Source passage:
■ ■ ■ ■ ■

Data Mining with R
Syllabus
This is the primary “textbook” for the Machine Learning section of the UC BANA 4080 Data Mining course. The following is a truncated syllabus; for the full syllabus along with complete course content please visit the online course content in Canvas.
Welcome to Data Mining with R! This course provides an intensive, hands-on introduction to data mining and analysis techniques. You will learn the fundamental skills required to extract informative attributes, relationships, and patterns from data sets. You will gain hands-on experience with exploratory data analysis, data visualization, unsupervised learning techniques such as clustering and dimension reduction, and supervised learning techniques such as linear regression, regularized regression, decision trees, random forests, and more! You will also be exposed to some more advanced topics such as ensembling techniques, deep learning, model stacking, and model interpretation. Together, this will provide you with a solid foundation of tools and techniques applied in organizations to aid modern day data-driven decision making.
Learning Objectives
Upon successfully completing this course, you will be able to:
- Apply data wrangling techniques to manipulate and prepare data for analysis.
- Use exploratory data analysis and visualization to provide descriptive insights of data.
- Apply common unsupervised learning algorithms to find common groupings of observations and features in a given dataset.
- Describe and apply a sound analytic modeling process.
- Apply, compare, and contrast various predictive modeling techniques.
- Have the resources and understanding to continue advancing your data mining and analysis capabilities.

■ ■ ■ ■ ■

Data provided:

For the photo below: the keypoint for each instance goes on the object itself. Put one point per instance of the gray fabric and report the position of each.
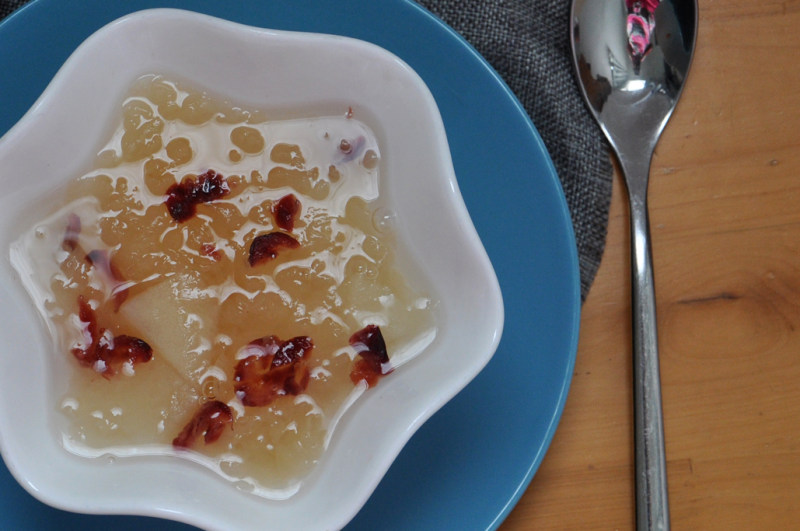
(527, 42)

■ ■ ■ ■ ■

Set of tasks:
a. Answer these questions using the syllabus, one answer per line, labeled (i), (ii), (iii):
(i) For which section of the UC BANA 4080 Data Mining course is this the primary textbook?
(ii) Where does the syllabus say to go for the full syllabus and complete course content?
(iii) Which two unsupervised learning techniques does the syllabus name as examples?
b. Rewrite the syllabus from "Learning Objectives" to "analytic modeling process.", substituting "data cleaning" for "data wrangling".

Written responses:
a.
(i) The Machine Learning section
(ii) The online course content in Canvas
(iii) Clustering and dimension reduction

b.
Learning Objectives
Upon successfully completing this course, you will be able to:
- Apply data cleaning techniques to manipulate and prepare data for analysis.
- Use exploratory data analysis and visualization to provide descriptive insights of data.
- Apply common unsupervised learning algorithms to find common groupings of observations and features in a given dataset.
- Describe and apply a sound analytic modeling process.